Source records:

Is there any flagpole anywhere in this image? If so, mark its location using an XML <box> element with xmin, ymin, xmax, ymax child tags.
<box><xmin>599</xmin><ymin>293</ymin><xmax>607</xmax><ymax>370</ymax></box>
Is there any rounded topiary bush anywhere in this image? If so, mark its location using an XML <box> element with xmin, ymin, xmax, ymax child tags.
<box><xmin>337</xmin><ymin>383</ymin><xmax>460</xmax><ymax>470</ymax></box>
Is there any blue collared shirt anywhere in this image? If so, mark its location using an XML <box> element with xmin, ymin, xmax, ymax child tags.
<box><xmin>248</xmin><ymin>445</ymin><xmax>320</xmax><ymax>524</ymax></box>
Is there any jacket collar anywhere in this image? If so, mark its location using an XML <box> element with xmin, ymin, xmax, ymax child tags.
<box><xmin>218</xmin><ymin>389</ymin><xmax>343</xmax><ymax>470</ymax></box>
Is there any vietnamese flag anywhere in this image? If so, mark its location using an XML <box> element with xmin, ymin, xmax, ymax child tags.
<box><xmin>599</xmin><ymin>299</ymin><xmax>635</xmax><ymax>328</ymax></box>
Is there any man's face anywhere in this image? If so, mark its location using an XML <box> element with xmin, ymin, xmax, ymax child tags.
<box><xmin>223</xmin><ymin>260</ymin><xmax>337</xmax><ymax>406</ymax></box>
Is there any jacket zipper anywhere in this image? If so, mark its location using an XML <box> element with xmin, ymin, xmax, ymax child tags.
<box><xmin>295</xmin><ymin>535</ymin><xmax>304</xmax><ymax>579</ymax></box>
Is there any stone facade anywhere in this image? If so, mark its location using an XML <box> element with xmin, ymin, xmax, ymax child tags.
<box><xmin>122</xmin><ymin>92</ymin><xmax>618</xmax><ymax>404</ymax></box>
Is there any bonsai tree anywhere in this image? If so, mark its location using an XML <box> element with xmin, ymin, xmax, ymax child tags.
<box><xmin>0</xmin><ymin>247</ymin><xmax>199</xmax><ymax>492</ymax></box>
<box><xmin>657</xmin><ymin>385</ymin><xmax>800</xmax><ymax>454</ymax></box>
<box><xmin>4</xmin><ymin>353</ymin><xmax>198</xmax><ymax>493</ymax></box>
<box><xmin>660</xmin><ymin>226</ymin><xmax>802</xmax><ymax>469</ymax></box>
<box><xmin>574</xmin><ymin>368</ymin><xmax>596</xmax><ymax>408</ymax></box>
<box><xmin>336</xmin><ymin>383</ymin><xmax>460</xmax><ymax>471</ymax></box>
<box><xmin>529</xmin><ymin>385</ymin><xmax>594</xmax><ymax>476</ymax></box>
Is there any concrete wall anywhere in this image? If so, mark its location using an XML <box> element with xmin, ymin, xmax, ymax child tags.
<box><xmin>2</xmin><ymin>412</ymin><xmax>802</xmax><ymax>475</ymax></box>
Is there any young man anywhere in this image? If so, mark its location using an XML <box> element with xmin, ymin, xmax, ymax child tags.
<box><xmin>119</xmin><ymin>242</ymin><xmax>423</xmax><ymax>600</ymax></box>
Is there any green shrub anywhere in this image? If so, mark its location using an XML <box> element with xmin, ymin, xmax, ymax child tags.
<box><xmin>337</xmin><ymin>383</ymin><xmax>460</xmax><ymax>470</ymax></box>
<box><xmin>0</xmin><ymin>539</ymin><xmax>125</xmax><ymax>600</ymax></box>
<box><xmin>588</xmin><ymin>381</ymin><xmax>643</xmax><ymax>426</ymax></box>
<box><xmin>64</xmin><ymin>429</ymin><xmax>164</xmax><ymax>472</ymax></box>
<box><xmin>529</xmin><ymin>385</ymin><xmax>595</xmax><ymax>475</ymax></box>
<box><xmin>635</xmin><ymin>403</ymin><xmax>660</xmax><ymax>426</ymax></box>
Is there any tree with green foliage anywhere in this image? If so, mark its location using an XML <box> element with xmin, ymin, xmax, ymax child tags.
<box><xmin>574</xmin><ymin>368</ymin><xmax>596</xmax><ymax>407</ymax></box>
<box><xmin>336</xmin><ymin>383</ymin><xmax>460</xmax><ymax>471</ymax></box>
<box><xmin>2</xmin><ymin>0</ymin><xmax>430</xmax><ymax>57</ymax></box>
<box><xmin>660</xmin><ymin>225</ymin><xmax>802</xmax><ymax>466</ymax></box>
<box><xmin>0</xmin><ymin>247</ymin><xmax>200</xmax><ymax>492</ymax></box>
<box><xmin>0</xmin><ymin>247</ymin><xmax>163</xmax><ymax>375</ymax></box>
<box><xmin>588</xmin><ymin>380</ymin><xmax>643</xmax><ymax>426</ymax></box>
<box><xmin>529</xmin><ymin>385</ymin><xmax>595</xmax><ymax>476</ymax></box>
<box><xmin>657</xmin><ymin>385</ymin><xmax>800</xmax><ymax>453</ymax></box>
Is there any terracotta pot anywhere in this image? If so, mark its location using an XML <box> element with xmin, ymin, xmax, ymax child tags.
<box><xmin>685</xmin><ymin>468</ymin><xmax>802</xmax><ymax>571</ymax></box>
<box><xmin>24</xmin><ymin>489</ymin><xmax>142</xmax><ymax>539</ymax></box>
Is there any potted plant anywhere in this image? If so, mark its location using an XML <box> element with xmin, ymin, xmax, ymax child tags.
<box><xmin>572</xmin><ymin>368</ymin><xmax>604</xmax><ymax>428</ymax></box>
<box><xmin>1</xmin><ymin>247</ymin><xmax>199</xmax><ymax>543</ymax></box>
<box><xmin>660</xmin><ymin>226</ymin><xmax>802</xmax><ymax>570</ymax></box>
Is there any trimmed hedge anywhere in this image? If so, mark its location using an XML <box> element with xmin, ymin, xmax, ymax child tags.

**Aim**.
Extract every line from the one with "Is there any terracotta" down to the final line above, both included, exactly as written.

**Answer in full**.
Is there any terracotta pot anywhere in this image? If so, mark its location using an XML <box> element with xmin, ymin, xmax, ymax child tags.
<box><xmin>685</xmin><ymin>468</ymin><xmax>802</xmax><ymax>571</ymax></box>
<box><xmin>24</xmin><ymin>489</ymin><xmax>142</xmax><ymax>539</ymax></box>
Is there any potted plant anywhere in this image? If so, mark its location using an XML <box> element with xmin, ymin, xmax, ymax child tags.
<box><xmin>572</xmin><ymin>368</ymin><xmax>604</xmax><ymax>428</ymax></box>
<box><xmin>1</xmin><ymin>247</ymin><xmax>199</xmax><ymax>543</ymax></box>
<box><xmin>660</xmin><ymin>226</ymin><xmax>802</xmax><ymax>570</ymax></box>
Is there any trimmed hedge anywhere in this image? If so, mark its location using an XML <box> element with xmin, ymin, xmax, ymax child tags.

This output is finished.